Written task |
From the passage on Asian and Western gay culture, reproduce word for word the part starting at "In the Western/European" and ending at "well be heterosexual.".

# START OF Text to read

Graham: Asian gay culture is young. When a young Asian man, for example, discovers that he is gay, he tends to adopt this whole gay culture - the music, the language, the fashion, the attitude, the haircut - so that he can belong to a group, so he doesn’t have to be alone in that painful journey of self-discovery. He becomes a “culturally gay” person who likes stuff like Madonna or Faye Wong. But those things have absolutely nothing to do with his sexuality - nothing. He ends up accepting the whole lifestyle package just because the other gay men around him do.

In the Western/European gay culture, there’s a little more freedom and diversity because the gay culture is older. There’s a clear separation between homosexuality and homo-culture. I can pick my sexuality and I can pick my culture - and the two of them don’t have to be the same. I can be a gay man and I can still like football. I can be a gay man but I don’t have to like Madonna. I can be a gay man but I don’t have to like Elton John. There’s more freedom to be whatever you want to be.

After all, why do I want to be like everyone else when I have an opportunity to be an individual? By saying that I’m gay, I’m already putting my neck on the line. I’m already staking my life, my work and my reputation to tell people that I’m different. Why do I want to cower back into another inclusive group? I might as well be heterosexual.

# END OF Text to read
# START OF Data provided

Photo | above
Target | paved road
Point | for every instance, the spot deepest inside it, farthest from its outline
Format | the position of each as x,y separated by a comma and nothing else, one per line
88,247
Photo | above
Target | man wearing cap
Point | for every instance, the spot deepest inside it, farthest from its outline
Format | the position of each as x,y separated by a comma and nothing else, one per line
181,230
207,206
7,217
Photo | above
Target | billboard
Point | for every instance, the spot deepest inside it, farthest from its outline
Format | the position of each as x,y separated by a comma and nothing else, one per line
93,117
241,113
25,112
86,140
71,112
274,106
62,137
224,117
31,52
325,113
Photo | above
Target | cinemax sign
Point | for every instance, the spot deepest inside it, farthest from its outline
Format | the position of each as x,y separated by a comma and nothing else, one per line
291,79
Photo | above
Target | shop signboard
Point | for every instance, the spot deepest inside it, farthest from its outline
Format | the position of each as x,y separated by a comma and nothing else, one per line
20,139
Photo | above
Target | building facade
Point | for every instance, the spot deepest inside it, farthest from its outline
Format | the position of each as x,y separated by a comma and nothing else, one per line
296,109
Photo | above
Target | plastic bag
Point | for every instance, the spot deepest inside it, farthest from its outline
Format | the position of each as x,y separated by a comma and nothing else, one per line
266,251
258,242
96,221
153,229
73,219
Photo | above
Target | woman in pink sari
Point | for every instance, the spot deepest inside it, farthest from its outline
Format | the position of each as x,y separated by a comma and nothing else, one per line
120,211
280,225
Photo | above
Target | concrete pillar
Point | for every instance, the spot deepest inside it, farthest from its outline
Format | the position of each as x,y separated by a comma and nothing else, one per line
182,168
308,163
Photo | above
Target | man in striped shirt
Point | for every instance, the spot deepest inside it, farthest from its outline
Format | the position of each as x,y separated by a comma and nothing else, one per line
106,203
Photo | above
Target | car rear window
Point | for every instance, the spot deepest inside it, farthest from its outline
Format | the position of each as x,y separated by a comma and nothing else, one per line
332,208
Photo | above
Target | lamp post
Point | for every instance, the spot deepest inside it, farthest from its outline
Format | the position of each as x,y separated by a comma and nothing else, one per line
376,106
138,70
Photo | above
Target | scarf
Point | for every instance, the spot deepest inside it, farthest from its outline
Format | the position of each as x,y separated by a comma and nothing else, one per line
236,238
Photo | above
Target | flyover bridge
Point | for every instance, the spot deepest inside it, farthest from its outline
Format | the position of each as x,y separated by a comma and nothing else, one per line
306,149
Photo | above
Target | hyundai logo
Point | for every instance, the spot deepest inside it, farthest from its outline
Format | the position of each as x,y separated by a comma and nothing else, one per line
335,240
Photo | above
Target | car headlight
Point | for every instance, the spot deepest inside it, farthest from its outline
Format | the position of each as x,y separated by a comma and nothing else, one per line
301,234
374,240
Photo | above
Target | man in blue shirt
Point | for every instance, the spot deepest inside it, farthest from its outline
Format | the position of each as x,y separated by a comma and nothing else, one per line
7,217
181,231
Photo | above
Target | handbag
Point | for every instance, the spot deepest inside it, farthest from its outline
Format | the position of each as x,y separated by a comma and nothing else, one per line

# END OF Data provided

The answer |
In the Western/European gay culture, there’s a little more freedom and diversity because the gay culture is older. There’s a clear separation between homosexuality and homo-culture. I can pick my sexuality and I can pick my culture - and the two of them don’t have to be the same. I can be a gay man and I can still like football. I can be a gay man but I don’t have to like Madonna. I can be a gay man but I don’t have to like Elton John. There’s more freedom to be whatever you want to be.

After all, why do I want to be like everyone else when I have an opportunity to be an individual? By saying that I’m gay, I’m already putting my neck on the line. I’m already staking my life, my work and my reputation to tell people that I’m different. Why do I want to cower back into another inclusive group? I might as well be heterosexual.